▶ [TEXTO FORNECIDO]:
____________________

O
Secretário Regional da Educação e Cultura afirmou, em Coimbra, que “o Império
do Espírito Santo é o verdadeiro Estado Social”, frisando que nele “cabem
todos, crentes e não crentes”.
Avelino
Meneses, que falava quarta-feira na apresentação do Congresso Internacional do
Espírito Santo, cerimónia que teve como orador principal D. João Lavrador,
recentemente nomeado bispo coadjutor da Diocese de Angra, adiantou que a
secular devoção ao Divino “concilia o sagrado e o profano, tudo timbre de uma
religião que é mais do povo do que propriamente de qualquer Igreja”.
“Os
Açores são a única região do país, ou quiçá do mundo, onde existe o denominado
tempo do Espírito Santo, que se alonga da Páscoa até ao Pentecostes e à
Trindade”, recordando que, na ilha de Santa Maria, havia “a tradição de, no
sábado de Aleluia, após o anúncio da ressurreição de Cristo, os foliões saírem
à rua, dando oficialmente início à época do Espírito Santo”.
“No
nosso calendário religioso, se a Páscoa é por excelência a festa dos cristãos,
apesar do recente relevo do Natal movido pelos propósitos materialistas da
sociedade de consumo, o Espírito Santo é a festividade mais celebrada pelo povo
de todas as ilhas”, frisou, acrescentando que o culto do Espírito Santo,
introduzido em Portugal no tempo de D. Dinis por influência de uma “corrente
radical” de franciscanos espiritualistas, adeptos confessos da ideologia
milenarista de Joaquim de Fiori, é historicamente “um traço distintivo” da
cultura popular portuguesa.
Nos
Açores, a introdução do culto do Espírito Santo remonta ao tempo do povoamento,
verificando-se, ainda no decurso do século XV, a constituição de irmandades
proprietárias de hospitais, promotoras de bodos e coroações, numa ação dos
Franciscanos, que contou com a proteção da Ordem de Cristo, responsável pela
administração eclesiástica do arquipélago até 1514, salientou Avelino Meneses,
para quem “na introdução e, sobretudo, no alargamento do culto do Espírito
Santos nos Açores influi decerto o afastamento de Portugal continental, que
dificulta a superintendência da hierarquia eclesiástica, que insiste na redução
da participação popular na organização dos festejos, sob o pretexto da
depuração de manifestações profanas, inclusivamente pagãs”.
Neste
contexto, a adoração açoriana ao Espírito Santo “adquire o caráter de uma
religião do povo”, o que facilita também a sua “difusão e a perpetuidade”, num
processo em que “a hostilidade do meio e a angústia do isolamento, que criaram
um sentimento de grande insegurança”, promove “uma prática de grande
cooperação” indispensável à garantia de sobrevivência de quem vive “entre uma
terra madrasta e o mar tenebroso”.

____________________

▶ [DADOS DO EXERCÍCIO]:

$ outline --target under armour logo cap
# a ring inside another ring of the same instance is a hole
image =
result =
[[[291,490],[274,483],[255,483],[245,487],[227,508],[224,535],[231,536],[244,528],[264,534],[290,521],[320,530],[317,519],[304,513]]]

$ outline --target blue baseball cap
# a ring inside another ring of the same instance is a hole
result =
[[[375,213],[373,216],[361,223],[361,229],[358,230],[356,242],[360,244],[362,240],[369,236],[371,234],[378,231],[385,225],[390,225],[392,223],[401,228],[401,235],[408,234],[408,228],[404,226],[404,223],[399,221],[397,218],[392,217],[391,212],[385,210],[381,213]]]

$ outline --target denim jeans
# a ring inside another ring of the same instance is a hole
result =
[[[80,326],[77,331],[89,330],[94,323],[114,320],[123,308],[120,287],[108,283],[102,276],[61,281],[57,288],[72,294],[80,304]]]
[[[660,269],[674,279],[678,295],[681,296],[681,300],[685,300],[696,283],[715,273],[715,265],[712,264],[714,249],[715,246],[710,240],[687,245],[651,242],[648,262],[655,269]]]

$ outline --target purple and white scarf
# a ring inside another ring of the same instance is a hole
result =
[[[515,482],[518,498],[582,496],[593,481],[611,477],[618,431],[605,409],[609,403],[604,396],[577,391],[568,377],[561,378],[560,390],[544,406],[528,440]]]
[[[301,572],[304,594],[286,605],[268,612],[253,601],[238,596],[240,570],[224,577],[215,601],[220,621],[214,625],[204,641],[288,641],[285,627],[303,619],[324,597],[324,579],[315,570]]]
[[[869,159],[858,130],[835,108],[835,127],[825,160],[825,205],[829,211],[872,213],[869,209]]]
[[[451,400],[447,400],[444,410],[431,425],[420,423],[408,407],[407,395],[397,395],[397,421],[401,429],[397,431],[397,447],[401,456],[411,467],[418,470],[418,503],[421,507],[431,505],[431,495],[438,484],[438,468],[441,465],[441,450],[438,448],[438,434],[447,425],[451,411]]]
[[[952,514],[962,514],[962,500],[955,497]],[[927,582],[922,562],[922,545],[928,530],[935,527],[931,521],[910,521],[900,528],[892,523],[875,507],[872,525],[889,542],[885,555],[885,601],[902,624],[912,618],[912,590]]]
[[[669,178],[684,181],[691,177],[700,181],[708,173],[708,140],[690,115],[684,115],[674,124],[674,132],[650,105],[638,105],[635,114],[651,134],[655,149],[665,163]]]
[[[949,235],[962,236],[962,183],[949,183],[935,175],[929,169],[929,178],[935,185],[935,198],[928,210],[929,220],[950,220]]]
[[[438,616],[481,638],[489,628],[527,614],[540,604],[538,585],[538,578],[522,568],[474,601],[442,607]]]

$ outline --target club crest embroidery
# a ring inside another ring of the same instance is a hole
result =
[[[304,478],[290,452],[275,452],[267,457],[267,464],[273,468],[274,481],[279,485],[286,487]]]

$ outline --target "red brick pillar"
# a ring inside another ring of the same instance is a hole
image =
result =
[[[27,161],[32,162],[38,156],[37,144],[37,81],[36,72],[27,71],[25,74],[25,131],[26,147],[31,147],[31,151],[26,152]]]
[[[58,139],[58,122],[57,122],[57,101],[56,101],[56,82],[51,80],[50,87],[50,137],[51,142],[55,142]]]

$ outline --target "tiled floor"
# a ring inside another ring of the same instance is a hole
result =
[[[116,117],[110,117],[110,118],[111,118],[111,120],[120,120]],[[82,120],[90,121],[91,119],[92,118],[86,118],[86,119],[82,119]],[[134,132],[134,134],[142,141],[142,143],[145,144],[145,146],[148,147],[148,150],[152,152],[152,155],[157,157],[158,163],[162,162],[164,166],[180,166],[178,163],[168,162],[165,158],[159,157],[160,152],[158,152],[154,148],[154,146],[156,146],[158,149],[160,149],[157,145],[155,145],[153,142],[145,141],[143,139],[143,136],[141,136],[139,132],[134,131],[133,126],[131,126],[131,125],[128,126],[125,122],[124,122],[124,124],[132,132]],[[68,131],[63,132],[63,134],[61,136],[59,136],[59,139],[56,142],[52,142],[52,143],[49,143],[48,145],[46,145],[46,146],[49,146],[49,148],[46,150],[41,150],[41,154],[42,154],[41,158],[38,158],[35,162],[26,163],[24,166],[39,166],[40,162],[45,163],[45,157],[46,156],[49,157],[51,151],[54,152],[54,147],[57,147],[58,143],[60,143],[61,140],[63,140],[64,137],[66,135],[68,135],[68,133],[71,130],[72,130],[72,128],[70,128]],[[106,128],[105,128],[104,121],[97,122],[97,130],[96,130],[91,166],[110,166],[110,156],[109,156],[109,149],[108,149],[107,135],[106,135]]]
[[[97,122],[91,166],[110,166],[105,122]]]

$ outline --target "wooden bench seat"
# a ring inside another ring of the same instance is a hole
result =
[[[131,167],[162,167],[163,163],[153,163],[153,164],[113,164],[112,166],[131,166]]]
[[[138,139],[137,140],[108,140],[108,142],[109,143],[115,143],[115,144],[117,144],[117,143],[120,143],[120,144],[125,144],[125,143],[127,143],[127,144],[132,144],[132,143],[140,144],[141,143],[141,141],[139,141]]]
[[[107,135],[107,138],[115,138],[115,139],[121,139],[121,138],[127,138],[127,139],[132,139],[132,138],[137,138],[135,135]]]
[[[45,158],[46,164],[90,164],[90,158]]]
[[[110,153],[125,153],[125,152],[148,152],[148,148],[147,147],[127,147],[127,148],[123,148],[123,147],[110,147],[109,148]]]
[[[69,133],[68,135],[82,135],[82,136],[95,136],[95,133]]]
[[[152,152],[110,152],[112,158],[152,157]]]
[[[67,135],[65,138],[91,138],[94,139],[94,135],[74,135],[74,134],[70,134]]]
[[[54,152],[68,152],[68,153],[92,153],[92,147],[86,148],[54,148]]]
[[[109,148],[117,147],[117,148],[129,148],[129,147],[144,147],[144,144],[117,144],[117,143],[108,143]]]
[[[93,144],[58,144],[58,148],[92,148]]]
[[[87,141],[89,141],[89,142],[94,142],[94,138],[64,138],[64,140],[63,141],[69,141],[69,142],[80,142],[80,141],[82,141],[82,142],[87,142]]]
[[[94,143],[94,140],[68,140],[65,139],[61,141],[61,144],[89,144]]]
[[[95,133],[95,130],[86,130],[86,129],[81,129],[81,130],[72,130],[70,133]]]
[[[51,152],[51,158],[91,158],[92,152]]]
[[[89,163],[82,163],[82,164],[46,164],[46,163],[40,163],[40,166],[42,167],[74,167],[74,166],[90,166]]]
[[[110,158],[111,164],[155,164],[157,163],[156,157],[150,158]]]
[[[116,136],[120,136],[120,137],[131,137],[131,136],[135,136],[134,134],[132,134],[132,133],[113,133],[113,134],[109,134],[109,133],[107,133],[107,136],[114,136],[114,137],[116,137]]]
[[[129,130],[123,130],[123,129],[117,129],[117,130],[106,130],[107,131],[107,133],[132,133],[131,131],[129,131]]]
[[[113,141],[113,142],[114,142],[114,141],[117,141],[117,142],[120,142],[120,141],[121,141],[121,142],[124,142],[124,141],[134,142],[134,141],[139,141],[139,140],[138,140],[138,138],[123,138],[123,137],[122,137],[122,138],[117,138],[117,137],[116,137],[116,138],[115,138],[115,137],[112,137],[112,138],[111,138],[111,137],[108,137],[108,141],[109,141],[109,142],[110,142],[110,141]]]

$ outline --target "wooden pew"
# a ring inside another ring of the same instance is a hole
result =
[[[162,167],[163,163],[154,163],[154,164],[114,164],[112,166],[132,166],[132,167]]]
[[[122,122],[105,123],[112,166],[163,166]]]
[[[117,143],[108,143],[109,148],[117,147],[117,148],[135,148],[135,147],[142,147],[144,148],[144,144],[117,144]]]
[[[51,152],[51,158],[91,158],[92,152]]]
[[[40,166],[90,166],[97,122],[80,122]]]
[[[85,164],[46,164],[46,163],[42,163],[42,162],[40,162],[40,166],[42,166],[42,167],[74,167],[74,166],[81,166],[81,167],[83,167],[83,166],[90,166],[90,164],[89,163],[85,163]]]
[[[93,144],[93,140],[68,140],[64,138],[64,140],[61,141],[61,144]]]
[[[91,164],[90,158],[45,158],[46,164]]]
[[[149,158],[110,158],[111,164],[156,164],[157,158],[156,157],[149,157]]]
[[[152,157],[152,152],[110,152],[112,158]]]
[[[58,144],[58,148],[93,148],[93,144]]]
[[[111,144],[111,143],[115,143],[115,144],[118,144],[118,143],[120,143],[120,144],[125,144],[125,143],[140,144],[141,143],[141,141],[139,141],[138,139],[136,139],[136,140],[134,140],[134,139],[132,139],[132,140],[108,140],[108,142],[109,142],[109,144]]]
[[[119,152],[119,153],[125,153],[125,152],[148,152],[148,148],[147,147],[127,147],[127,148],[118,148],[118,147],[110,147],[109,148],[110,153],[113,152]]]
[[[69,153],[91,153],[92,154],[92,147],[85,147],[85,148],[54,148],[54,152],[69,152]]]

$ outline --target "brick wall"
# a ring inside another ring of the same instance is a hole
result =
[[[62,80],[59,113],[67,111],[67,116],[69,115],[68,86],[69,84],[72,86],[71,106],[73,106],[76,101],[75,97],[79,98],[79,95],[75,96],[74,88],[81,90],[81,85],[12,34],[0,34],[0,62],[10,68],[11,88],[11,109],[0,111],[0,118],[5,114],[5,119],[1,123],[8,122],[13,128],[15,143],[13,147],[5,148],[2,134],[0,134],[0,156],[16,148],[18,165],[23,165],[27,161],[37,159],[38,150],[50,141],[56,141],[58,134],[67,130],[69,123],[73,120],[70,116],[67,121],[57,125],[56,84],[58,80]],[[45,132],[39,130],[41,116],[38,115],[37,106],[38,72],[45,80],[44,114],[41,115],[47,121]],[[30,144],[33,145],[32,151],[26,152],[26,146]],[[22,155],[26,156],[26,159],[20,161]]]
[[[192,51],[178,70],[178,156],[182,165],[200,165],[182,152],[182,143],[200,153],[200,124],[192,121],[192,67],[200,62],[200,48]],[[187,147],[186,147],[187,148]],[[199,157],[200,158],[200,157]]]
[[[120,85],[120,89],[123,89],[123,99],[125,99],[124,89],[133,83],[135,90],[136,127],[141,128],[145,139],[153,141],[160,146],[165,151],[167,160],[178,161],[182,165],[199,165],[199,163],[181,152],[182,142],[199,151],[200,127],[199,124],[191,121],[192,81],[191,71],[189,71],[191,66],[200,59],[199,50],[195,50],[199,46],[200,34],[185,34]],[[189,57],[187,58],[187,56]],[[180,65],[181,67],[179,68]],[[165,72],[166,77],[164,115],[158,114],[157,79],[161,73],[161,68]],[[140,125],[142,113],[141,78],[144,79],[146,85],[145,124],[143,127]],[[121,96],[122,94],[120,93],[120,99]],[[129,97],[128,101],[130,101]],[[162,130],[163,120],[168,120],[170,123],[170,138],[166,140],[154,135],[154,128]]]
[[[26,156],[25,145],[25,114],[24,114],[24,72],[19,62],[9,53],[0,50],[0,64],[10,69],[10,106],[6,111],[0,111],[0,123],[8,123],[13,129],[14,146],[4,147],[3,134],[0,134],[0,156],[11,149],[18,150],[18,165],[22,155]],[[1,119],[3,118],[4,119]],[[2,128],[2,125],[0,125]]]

____________________

▶ [EXERCÍCIO ESCRITO 1]:
Responda com base no texto sobre o culto do Espírito Santo:
(a) Em que cidade falou o Secretário Regional da Educação e Cultura?
(b) Até que ano foi a Ordem de Cristo responsável pela administração eclesiástica do arquipélago?
(c) Em que ilha havia a tradição de os foliões saírem à rua no sábado de Aleluia?
▶ [EXERCÍCIO ESCRITO 2]: Conte as linhas das entradas que contêm a palavra "outline" e indique apenas esse número.
O texto e as entradas não têm qualquer relação entre si.

▶ [RESPOSTA COMPLETA 1]:
(a) Em Coimbra.
(b) Até 1514.
(c) Na ilha de Santa Maria.

▶ [RESPOSTA COMPLETA 2]: 10